* [RECORDS SUPPLIED]

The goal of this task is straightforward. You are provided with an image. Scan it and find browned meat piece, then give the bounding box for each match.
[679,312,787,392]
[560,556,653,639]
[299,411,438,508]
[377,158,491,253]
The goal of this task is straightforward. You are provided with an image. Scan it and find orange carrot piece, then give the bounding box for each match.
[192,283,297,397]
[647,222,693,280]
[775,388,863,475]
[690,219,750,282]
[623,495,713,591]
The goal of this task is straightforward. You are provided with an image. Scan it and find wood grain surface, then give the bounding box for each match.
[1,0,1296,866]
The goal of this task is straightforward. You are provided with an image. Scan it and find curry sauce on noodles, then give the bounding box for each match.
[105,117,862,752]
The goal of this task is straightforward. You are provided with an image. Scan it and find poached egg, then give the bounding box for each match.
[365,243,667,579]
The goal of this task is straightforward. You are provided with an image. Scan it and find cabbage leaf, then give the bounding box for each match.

* [TASK]
Return the lines above, from the one containing "and find wood" to the end, exactly as they stand.

* [SOLUTION BELOW]
The goal of this task is straightforward. You are provided with an image. Scan it and find wood grain surface, then give the bounding box for each match.
[1,0,1296,866]
The goal of this task is straightforward. You are provided with an image. Scan it and find curry sauce on noodles, then give the bounding box for each match.
[105,117,862,752]
The goal of this task is straightforward. You are provided with an image. Scan it and find poached egg, then give the bounding box for each match.
[365,243,667,579]
The goal of this task is straightforward. You are provided with an image. Scan it and find cabbage leaf, then give the bounding box for each match.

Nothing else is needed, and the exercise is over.